Summer Research at Williams Collegeeboettch | July 4, 2010
Hi everyone, my name is Erin Boettcher and I’m an astrophysics major in Haverford’s class of 2012. Through the Keck Northeast Astronomy Consortium, I am spending the summer in a research experience for undergrads program at Williams College in Williamstown, Massachusetts. I am now three weeks into the ten week program, and I must say that it has been an excellent experience so far.
Along with my advisor, Dr. Steven Souza, and my research partner, I am working on the starting stages of a project called “H-alpha Monitoring of Emission-Line Stars in Young Clusters.” The project focuses on stars with spectral type Be, or rapidly rotating stars with one or more emission lines in their spectra. We are particularly interested in Be stars with H-alpha emission lines that are found in open clusters. Although these emission lines are known to vary with time, the mechanism behind this variability is not entirely understood. Using Williams’ 0.6 meter telescope, a CCD camera, and on-band and off-band filters, we intend to implement long term monitoring of such stars in order to better understand this aspect of stellar structure and evolution. Over the course of the summer, we hope to evaluate the project’s viability, select stars for study, begin initial observations, and establish effective methods of data reduction and analysis. Seeing a project built from the ground up is exciting to experience!

Required action A: List the goals the summer research post says the team hopes to reach over the course of the summer.
Required action B: According to the summer research post, how long does the Williams College program last?
Required action C: Write the next part of the blog post about summer research at Williams College.

Given data:

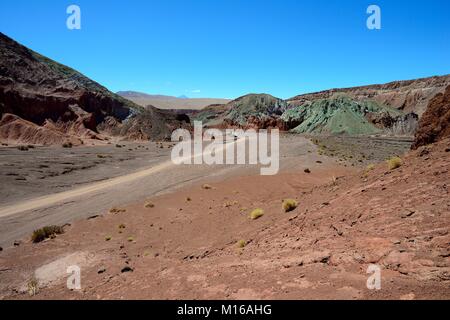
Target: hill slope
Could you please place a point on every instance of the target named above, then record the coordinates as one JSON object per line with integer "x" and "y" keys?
{"x": 40, "y": 95}
{"x": 169, "y": 102}
{"x": 408, "y": 96}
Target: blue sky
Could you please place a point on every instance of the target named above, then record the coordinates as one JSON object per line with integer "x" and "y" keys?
{"x": 227, "y": 48}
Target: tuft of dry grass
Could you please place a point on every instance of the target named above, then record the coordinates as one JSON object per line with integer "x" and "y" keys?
{"x": 33, "y": 286}
{"x": 394, "y": 163}
{"x": 256, "y": 214}
{"x": 117, "y": 210}
{"x": 45, "y": 233}
{"x": 149, "y": 205}
{"x": 241, "y": 244}
{"x": 289, "y": 205}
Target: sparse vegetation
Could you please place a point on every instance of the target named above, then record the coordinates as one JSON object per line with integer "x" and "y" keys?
{"x": 289, "y": 205}
{"x": 149, "y": 205}
{"x": 256, "y": 214}
{"x": 117, "y": 210}
{"x": 45, "y": 233}
{"x": 394, "y": 163}
{"x": 33, "y": 286}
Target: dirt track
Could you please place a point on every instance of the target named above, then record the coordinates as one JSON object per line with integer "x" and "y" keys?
{"x": 47, "y": 203}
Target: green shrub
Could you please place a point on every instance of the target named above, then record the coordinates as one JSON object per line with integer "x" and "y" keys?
{"x": 241, "y": 243}
{"x": 289, "y": 205}
{"x": 256, "y": 214}
{"x": 45, "y": 233}
{"x": 394, "y": 163}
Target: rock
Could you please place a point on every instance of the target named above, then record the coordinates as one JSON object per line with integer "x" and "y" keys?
{"x": 409, "y": 296}
{"x": 126, "y": 269}
{"x": 435, "y": 122}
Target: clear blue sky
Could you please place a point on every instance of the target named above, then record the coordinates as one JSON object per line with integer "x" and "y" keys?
{"x": 227, "y": 48}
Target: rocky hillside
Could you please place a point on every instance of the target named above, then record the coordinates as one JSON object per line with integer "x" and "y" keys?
{"x": 341, "y": 114}
{"x": 435, "y": 122}
{"x": 38, "y": 95}
{"x": 408, "y": 96}
{"x": 250, "y": 111}
{"x": 338, "y": 114}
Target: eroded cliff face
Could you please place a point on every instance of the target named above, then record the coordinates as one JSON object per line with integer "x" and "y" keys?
{"x": 435, "y": 122}
{"x": 62, "y": 104}
{"x": 411, "y": 96}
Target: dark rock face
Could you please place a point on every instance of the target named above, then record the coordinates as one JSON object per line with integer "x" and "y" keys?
{"x": 435, "y": 123}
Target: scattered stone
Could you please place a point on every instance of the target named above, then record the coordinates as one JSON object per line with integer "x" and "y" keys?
{"x": 409, "y": 296}
{"x": 127, "y": 269}
{"x": 149, "y": 205}
{"x": 102, "y": 270}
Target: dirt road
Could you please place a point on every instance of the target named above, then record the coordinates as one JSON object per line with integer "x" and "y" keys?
{"x": 18, "y": 218}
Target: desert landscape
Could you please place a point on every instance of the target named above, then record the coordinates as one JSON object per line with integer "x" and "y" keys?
{"x": 87, "y": 180}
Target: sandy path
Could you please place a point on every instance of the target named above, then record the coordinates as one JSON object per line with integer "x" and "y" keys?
{"x": 20, "y": 217}
{"x": 50, "y": 200}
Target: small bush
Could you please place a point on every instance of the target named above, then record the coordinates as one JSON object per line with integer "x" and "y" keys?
{"x": 394, "y": 163}
{"x": 117, "y": 210}
{"x": 33, "y": 287}
{"x": 256, "y": 214}
{"x": 45, "y": 233}
{"x": 289, "y": 205}
{"x": 149, "y": 205}
{"x": 241, "y": 243}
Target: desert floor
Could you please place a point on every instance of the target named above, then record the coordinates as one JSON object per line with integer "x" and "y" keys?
{"x": 185, "y": 245}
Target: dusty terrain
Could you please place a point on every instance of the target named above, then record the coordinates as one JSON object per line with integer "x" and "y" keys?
{"x": 53, "y": 185}
{"x": 185, "y": 245}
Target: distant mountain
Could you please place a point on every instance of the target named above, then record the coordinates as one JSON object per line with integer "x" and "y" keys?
{"x": 44, "y": 102}
{"x": 169, "y": 102}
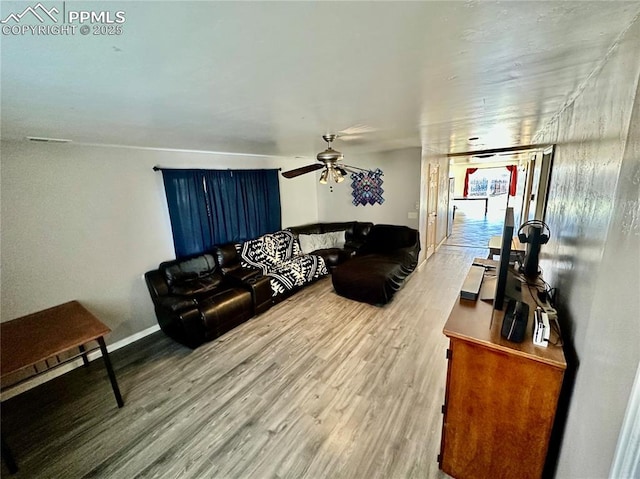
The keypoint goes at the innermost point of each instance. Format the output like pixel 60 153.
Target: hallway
pixel 471 228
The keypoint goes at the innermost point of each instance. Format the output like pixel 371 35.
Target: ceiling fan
pixel 328 159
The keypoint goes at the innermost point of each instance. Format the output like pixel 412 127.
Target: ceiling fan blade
pixel 302 170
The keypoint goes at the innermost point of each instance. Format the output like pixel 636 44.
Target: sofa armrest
pixel 241 275
pixel 176 304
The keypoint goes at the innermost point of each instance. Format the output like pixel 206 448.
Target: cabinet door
pixel 499 413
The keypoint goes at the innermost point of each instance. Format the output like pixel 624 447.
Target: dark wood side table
pixel 500 397
pixel 32 339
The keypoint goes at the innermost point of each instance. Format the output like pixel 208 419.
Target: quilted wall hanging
pixel 367 187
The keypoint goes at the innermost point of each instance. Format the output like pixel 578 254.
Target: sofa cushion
pixel 296 272
pixel 268 250
pixel 314 242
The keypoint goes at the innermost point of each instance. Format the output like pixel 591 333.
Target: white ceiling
pixel 271 77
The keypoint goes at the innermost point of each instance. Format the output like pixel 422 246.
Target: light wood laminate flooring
pixel 319 386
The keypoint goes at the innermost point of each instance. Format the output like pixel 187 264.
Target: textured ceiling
pixel 271 77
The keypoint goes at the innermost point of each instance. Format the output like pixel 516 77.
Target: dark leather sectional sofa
pixel 201 297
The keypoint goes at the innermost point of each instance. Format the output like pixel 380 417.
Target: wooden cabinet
pixel 500 398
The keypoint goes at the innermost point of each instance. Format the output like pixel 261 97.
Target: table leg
pixel 112 375
pixel 85 360
pixel 8 457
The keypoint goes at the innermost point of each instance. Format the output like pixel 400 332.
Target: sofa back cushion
pixel 227 257
pixel 384 239
pixel 311 243
pixel 355 232
pixel 191 276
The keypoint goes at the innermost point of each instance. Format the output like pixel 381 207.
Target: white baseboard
pixel 59 371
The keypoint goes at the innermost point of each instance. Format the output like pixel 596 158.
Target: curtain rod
pixel 160 168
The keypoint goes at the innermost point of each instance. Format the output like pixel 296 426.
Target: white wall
pixel 593 258
pixel 401 185
pixel 85 223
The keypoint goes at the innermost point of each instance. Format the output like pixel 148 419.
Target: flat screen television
pixel 505 257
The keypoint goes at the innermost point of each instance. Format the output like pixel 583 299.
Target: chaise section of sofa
pixel 380 267
pixel 278 256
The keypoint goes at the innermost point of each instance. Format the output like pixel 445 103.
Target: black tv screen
pixel 505 255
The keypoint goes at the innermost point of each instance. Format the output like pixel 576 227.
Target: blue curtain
pixel 211 207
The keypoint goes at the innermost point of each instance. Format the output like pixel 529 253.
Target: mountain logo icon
pixel 39 11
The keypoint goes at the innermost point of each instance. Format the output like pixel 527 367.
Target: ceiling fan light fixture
pixel 337 175
pixel 330 155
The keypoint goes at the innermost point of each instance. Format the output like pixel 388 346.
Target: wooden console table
pixel 501 397
pixel 32 339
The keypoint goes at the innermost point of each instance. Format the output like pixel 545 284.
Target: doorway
pixel 432 209
pixel 479 214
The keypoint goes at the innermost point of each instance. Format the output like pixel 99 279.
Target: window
pixel 211 207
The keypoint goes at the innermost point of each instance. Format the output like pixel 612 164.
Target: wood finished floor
pixel 317 387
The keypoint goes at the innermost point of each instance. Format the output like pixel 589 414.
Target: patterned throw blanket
pixel 278 255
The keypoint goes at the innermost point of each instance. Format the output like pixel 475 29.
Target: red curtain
pixel 470 171
pixel 513 181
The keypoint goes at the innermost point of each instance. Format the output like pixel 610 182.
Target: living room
pixel 85 219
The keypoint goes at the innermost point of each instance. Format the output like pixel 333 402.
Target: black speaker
pixel 514 324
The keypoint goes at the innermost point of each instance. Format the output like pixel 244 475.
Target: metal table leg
pixel 8 457
pixel 112 376
pixel 85 360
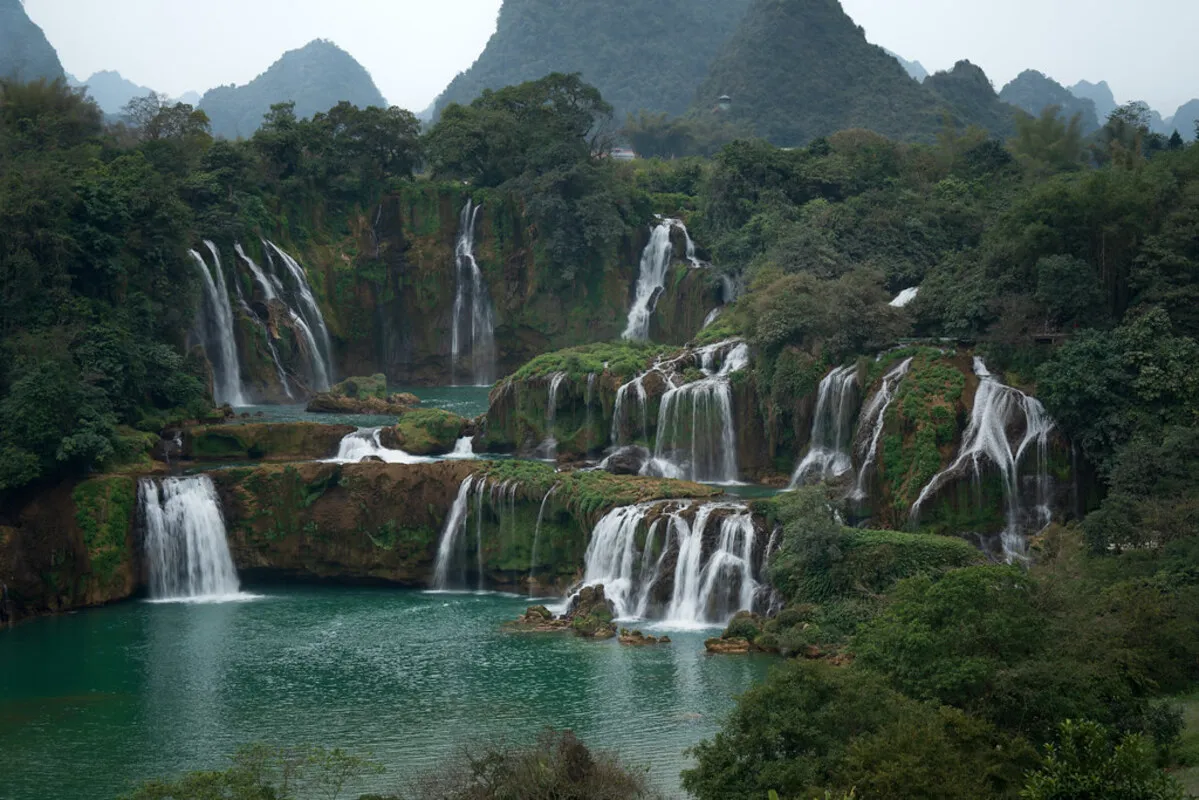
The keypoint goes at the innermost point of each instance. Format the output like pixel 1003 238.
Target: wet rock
pixel 626 461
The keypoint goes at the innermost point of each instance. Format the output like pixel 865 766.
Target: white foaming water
pixel 474 320
pixel 905 298
pixel 711 581
pixel 227 372
pixel 548 447
pixel 185 541
pixel 995 409
pixel 832 429
pixel 651 277
pixel 279 373
pixel 365 443
pixel 270 286
pixel 696 433
pixel 311 313
pixel 874 417
pixel 464 450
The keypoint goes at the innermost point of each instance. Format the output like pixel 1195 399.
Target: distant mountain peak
pixel 315 77
pixel 25 53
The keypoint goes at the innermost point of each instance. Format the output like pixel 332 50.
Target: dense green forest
pixel 315 77
pixel 642 55
pixel 935 675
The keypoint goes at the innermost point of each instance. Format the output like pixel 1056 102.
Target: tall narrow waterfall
pixel 474 319
pixel 218 331
pixel 996 410
pixel 279 373
pixel 696 434
pixel 311 322
pixel 832 429
pixel 874 417
pixel 714 573
pixel 185 540
pixel 548 447
pixel 651 277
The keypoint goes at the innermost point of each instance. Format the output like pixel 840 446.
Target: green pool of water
pixel 92 702
pixel 464 401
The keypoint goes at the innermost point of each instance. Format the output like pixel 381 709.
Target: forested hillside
pixel 639 54
pixel 24 52
pixel 314 77
pixel 797 70
pixel 1032 91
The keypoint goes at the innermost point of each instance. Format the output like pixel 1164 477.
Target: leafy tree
pixel 1084 765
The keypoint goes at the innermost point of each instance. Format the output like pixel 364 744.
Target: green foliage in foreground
pixel 556 767
pixel 621 359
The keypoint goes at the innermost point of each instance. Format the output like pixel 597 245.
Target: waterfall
pixel 905 298
pixel 536 535
pixel 651 280
pixel 227 371
pixel 474 320
pixel 185 540
pixel 365 443
pixel 548 447
pixel 619 410
pixel 270 286
pixel 309 319
pixel 874 417
pixel 996 409
pixel 832 429
pixel 712 577
pixel 710 590
pixel 696 433
pixel 451 534
pixel 279 373
pixel 463 450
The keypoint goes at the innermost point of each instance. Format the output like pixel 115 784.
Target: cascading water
pixel 365 443
pixel 218 330
pixel 536 536
pixel 651 277
pixel 548 447
pixel 308 319
pixel 474 319
pixel 279 373
pixel 696 433
pixel 874 420
pixel 712 578
pixel 832 429
pixel 185 541
pixel 998 409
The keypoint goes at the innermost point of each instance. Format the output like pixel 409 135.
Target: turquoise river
pixel 94 702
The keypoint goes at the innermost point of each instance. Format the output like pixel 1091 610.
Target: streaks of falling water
pixel 651 276
pixel 832 428
pixel 874 419
pixel 995 409
pixel 474 319
pixel 227 372
pixel 185 541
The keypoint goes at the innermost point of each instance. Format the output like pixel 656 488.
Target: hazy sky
pixel 414 48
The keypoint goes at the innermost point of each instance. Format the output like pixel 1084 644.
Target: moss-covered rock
pixel 425 432
pixel 71 546
pixel 264 441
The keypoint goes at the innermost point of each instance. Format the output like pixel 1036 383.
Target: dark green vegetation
pixel 24 52
pixel 928 675
pixel 556 765
pixel 314 77
pixel 640 54
pixel 797 70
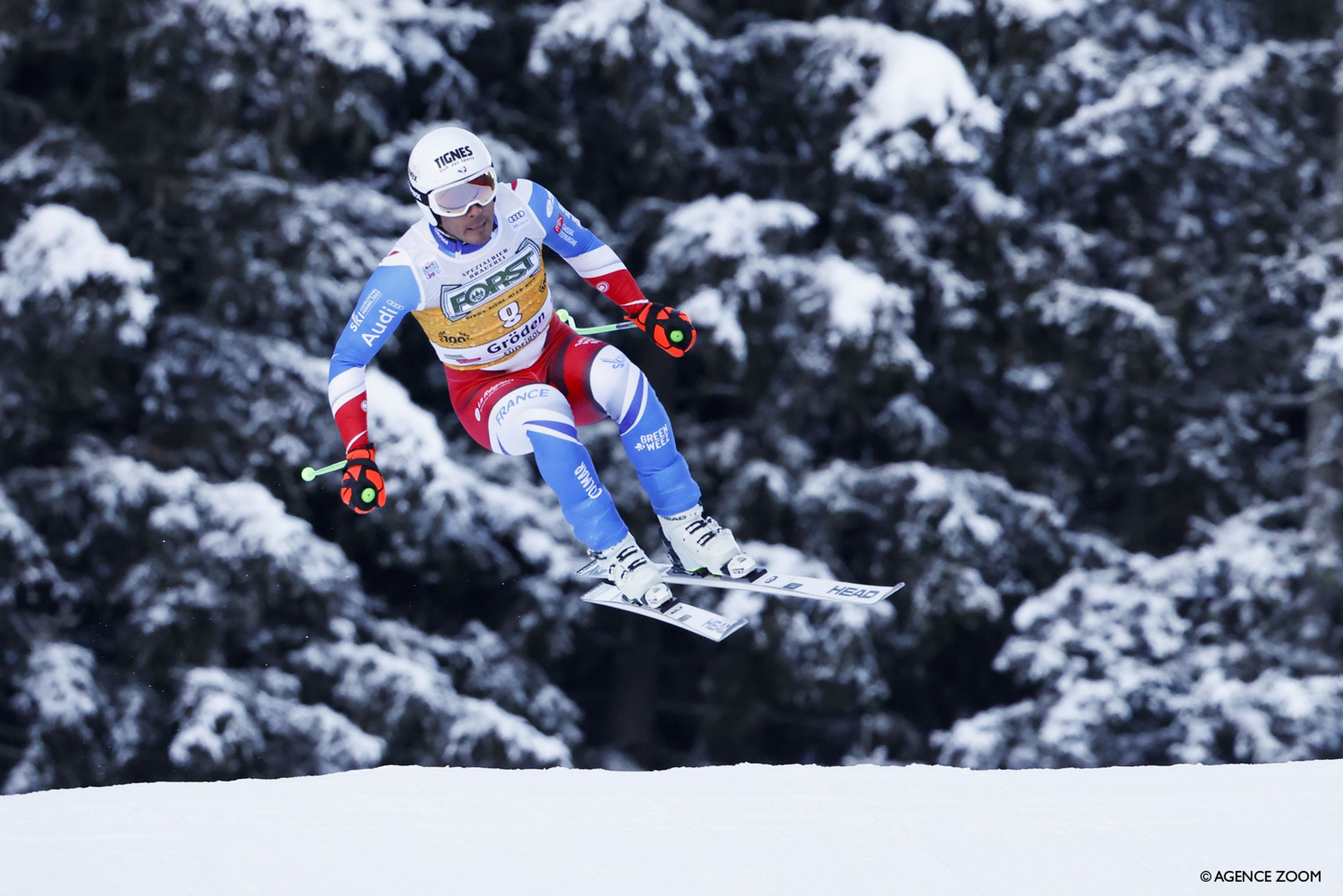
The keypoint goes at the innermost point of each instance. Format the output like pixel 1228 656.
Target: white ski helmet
pixel 450 158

Output A:
- Evaluate the project's viability
- Select stars for study
- Begin initial observations
- Establish effective methods of data reduction and analysis

Output B: Ten weeks.

Output C:
The Williams College campus has been a great environment for summer research so far. There is a great camaraderie not only among the students working in the astronomy department but among those working in other science departments as well. In addition to the eight students doing research in astronomy, there are over 150 students doing research in biology, chemistry, physics, computer science, and math. Students and professors make an effort to interact with each other both within and outside of their own departments, including weekly lunches accompanied by research talks, afternoon breaks to play Trivial Pursuit (students against professors — which is bad news for the students!), and friendly competitions between departments in activities such as ultimate Frisbee. We have also been trained to give weekly shows in Williams’ planetarium, so I’ll hopefully be giving my first show this week.
Overall, I’ve had a great start to my summer here at Williams. I know that there is a lot of work to be done over the next seven weeks, but I look forward to watching our project grow and evolve. Every morning when I leave my dorm, I am reminded of how lucky I am to be able to spend my summer on such a beautiful campus doing work that feels more like fun!
That’s it for now…best of luck to everyone else doing research this summer!